* [Page extract]
Friday, January 18, 2019

2019 Book Nook Reading Challenge: 03

TitleThe War of Art.

Author:  Steven Pressfield

Info: Copyright 2002: New York: Black Irish Entertainment LLC

Rating (on a scale of 1-4 stars):  ✮✮✮

Where Acquired: Library checkout.

Category: Recommended reading. Heard Rhett McLaughlin mention this book on Ear Biscuits and it sounded interesting.

Synopsis:  Pressfield, an accomplished novelist and screenwriter, paints a picture for the creative of the "war" he must fight against "Resistance;" the personification of the enemy of the artist.  Dividing this volume into three books, or sections, the author gives vignettes of information, inspiration, and anecdotes to persuade the reader to either pursue his art with reckless abandon, or abandon it altogether.

Favorite Quotes:

Are you a writer who doesn't write, a painter who doesn't paint, an entrepreneur who doesn't start a venture?  The you know what the Resistance is. - From the introductory section "An Unlived Life." (no pg. #)

Rule of thumb:  The more important a call or action is to our soul's evolution, the more Resistance we feel toward pursuing it. - p. 12

Procrastination is the most common manifestation of Resistance because it's the easiest to rationalize.  We don't tell ourselves, "I'm never going to write my symphony."  Instead we say, "I am going to write my symphony; I'm just going to start tomorrow." - p. 21

Nothing is more empowering as real-world validation, even if it's for failure. - p. 71

We cannot let external criticism, even if it's true, fortify our internal foe.  That foe is strong enough already. - pp. 87-88

Remember, Resistance wants us to cede sovereignty to others.  It wants us to stake our self-worth, our identity, our reason-for-being, on the response of others to our work.  Resistance knows we can't take this.  No one can. - p. 93

Whatever you can do, or dream you can, begin it.  boldness has genius, magic, and power in it.  Begin it now. - Johann Wolfgang von Goethe, p.  122

Every breath we take, every heartbeat, every evolution of every cell comes from God and is sustained by God every second, just as every creation, invention, every bar of music or line of verse, every thought, vision, fantasy, every dumb-ass flop and stroke of genius comes from that infinite intelligence that created us and the universe in all its dimensions, out of the Void, the field of infinite potential, primal chaos, the Muse.  To acknowledge that reality, to efface all ego, to let the work come through us and give it back freely to its source, that, in my opinion, is as true to reality as it gets. - p. 162

The Positive:
  • At first, I thought the vignette style was going to be a negative, but I enjoyed absorbing the material in small, concise chunks.
  • The author uses a good bit of witty sarcasm to get his point across.  His phraseology hit me hard, yet made me laugh at the same time.
  • It was a quick read.
  • As an artist who wants to press harder into her craft, this book was very encouraging.

* [Exercise objective] Revise the book review between "Rating (on a" and "abandon it altogether.", inclusive, and reproduce that portion with "screenwriter" replaced by "playwright". The lines that come next are separate material and are unrelated to the book review.

* [Available data]
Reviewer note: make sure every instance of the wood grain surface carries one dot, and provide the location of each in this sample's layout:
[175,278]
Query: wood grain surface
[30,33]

* [Exercise output]
Rating (on a scale of 1-4 stars):  ✮✮✮

Where Acquired: Library checkout.

Category: Recommended reading. Heard Rhett McLaughlin mention this book on Ear Biscuits and it sounded interesting.

Synopsis:  Pressfield, an accomplished novelist and playwright, paints a picture for the creative of the "war" he must fight against "Resistance;" the personification of the enemy of the artist.  Dividing this volume into three books, or sections, the author gives vignettes of information, inspiration, and anecdotes to persuade the reader to either pursue his art with reckless abandon, or abandon it altogether.